Given task:
Set the listing down unchanged, minus every embedded image.

————

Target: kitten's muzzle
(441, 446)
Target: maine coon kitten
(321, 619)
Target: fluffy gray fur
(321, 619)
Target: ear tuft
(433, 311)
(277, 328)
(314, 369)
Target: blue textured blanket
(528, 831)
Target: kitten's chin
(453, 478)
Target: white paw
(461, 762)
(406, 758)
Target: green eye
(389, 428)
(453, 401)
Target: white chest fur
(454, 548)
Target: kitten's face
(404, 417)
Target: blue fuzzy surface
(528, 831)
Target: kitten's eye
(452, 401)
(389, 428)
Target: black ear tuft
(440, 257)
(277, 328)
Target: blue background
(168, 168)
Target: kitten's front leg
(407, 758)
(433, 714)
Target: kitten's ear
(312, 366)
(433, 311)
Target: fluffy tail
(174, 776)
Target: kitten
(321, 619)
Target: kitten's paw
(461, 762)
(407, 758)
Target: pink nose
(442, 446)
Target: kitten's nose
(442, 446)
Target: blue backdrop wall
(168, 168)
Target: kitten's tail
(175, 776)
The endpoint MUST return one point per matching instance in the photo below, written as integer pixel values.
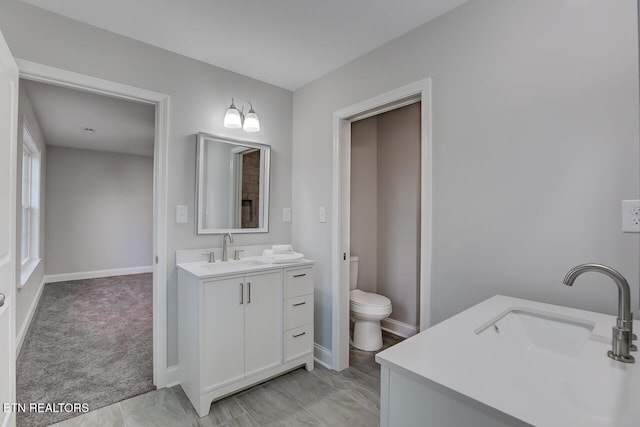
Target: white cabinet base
(407, 400)
(232, 331)
(205, 400)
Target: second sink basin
(525, 330)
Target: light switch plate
(182, 214)
(322, 214)
(631, 216)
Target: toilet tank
(353, 264)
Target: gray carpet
(90, 341)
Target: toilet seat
(369, 303)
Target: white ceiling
(288, 43)
(120, 126)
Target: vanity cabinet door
(223, 323)
(263, 322)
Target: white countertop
(255, 264)
(588, 390)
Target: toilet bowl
(367, 310)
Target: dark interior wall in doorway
(385, 207)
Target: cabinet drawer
(298, 342)
(298, 312)
(298, 282)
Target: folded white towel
(272, 258)
(282, 249)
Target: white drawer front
(298, 312)
(298, 282)
(298, 342)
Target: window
(29, 237)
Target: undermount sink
(236, 265)
(524, 330)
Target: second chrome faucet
(622, 340)
(225, 255)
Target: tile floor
(319, 398)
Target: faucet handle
(211, 255)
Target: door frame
(340, 231)
(60, 77)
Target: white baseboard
(52, 278)
(322, 356)
(172, 376)
(399, 328)
(22, 333)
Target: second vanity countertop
(573, 385)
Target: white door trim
(46, 74)
(420, 90)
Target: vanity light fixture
(236, 119)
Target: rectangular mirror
(232, 192)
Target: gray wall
(535, 143)
(385, 207)
(399, 211)
(199, 95)
(99, 211)
(27, 294)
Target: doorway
(95, 309)
(385, 213)
(67, 79)
(341, 247)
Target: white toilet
(367, 310)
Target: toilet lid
(367, 298)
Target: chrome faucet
(225, 256)
(621, 343)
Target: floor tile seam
(239, 403)
(253, 420)
(322, 423)
(184, 413)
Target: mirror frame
(202, 137)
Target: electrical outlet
(631, 216)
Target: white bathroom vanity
(241, 323)
(510, 362)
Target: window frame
(29, 205)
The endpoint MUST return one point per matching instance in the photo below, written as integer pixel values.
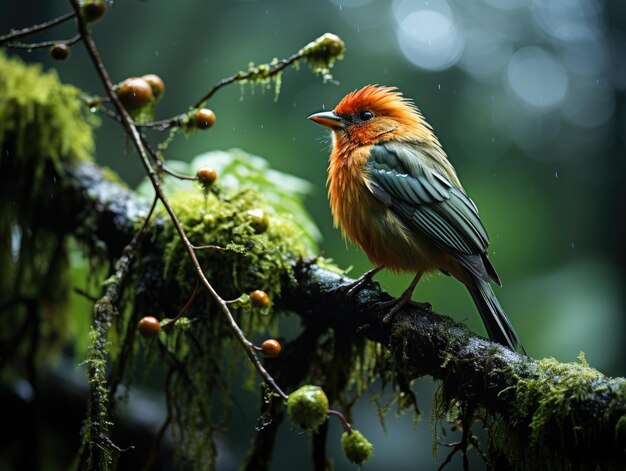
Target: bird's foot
(353, 288)
(398, 303)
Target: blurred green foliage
(547, 177)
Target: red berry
(149, 326)
(60, 51)
(259, 298)
(271, 348)
(204, 118)
(134, 92)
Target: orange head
(374, 114)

————

The result:
Target: kitten's muzzle
(441, 446)
Target: maine coon kitten
(321, 619)
Target: fluffy gray fur
(321, 619)
Target: ear tuft
(433, 311)
(277, 328)
(314, 369)
Target: blue textured blanket
(528, 831)
Target: kitten's chin
(453, 478)
Target: white paw
(461, 762)
(406, 758)
Target: green eye
(389, 428)
(453, 401)
Target: white chest fur
(454, 548)
Target: kitten's face
(404, 417)
Target: blue fuzzy surface
(528, 831)
Target: kitten's eye
(452, 401)
(389, 428)
Target: black ear tuft
(440, 257)
(277, 328)
Target: blue background
(168, 168)
Target: kitten's front leg
(407, 758)
(433, 714)
Target: kitten's ear
(312, 366)
(433, 311)
Target: fluffy tail
(174, 776)
Target: kitten
(321, 619)
Target: kitten's paw
(461, 762)
(407, 758)
Target: pink nose
(442, 446)
Target: kitten's nose
(442, 446)
Target: blue backdrop wall
(168, 168)
Target: kitten's tail
(175, 776)
The endpoint MUST return one point per matching instance in the photo below, written as integer pixel values.
Target: white cabinet base
(407, 400)
(232, 331)
(205, 400)
Target: second sink basin
(525, 330)
Target: light switch plate
(182, 214)
(322, 214)
(631, 216)
Target: toilet tank
(353, 264)
Target: gray carpet
(90, 341)
Target: toilet seat
(369, 303)
Target: white ceiling
(288, 43)
(120, 126)
Target: vanity cabinet door
(223, 323)
(263, 322)
Target: white countertop
(255, 264)
(588, 390)
Target: toilet bowl
(367, 310)
Target: dark interior wall in doorway
(385, 207)
Target: cabinet drawer
(298, 342)
(298, 312)
(298, 282)
Target: folded white towel
(272, 258)
(282, 249)
Target: white drawer front
(298, 312)
(298, 282)
(298, 342)
Target: window
(29, 237)
Target: undermount sink
(236, 265)
(524, 330)
Target: second chrome faucet
(622, 340)
(225, 255)
Target: tile floor
(319, 398)
Target: faucet handle
(211, 255)
Target: door frame
(340, 231)
(60, 77)
Target: white baseboard
(52, 278)
(322, 356)
(172, 376)
(399, 328)
(22, 333)
Target: second vanity countertop
(573, 385)
Target: white door trim
(46, 74)
(420, 90)
Target: vanity light fixture
(236, 119)
Target: rectangular mirror
(232, 192)
Target: gray wall
(535, 143)
(385, 207)
(399, 211)
(199, 95)
(99, 211)
(27, 294)
Target: doorway
(95, 309)
(385, 213)
(67, 79)
(341, 247)
Target: white toilet
(367, 310)
Target: toilet lid
(367, 298)
Target: chrome faucet
(225, 256)
(621, 343)
Target: floor tile seam
(239, 403)
(253, 420)
(322, 423)
(184, 413)
Target: mirror frame
(202, 137)
Target: electrical outlet
(631, 216)
Target: white bathroom vanity
(241, 323)
(510, 362)
Target: window frame
(29, 205)
The endpoint MUST return one point per matching instance in the photo below, written as integer pixel values.
Target: bird's foot
(353, 288)
(398, 303)
Target: blurred green foliage
(547, 177)
Target: red berry
(149, 326)
(60, 51)
(259, 298)
(271, 348)
(204, 118)
(134, 92)
Target: orange head
(374, 114)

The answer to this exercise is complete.